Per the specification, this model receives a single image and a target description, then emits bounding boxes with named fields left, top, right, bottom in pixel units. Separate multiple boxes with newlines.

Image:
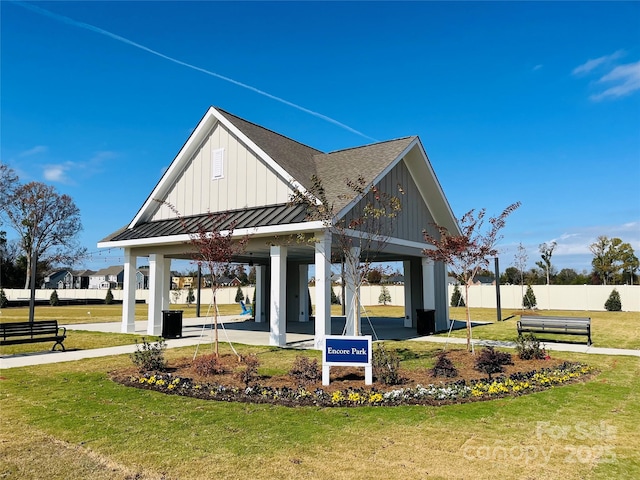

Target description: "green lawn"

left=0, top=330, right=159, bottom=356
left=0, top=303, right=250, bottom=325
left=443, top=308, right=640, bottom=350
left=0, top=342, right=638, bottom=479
::::
— Prompt —
Retype all of the data above word for word, excluding the pictures.

— Answer space —
Per the specification, this model receives a single image and a target description, then emits bounding boxes with named fields left, top, right, bottom in pixel units. Separate multiple boxes with newlines.

Image:

Target description: "green lawn"

left=0, top=330, right=159, bottom=356
left=0, top=303, right=250, bottom=325
left=443, top=308, right=640, bottom=350
left=0, top=342, right=638, bottom=479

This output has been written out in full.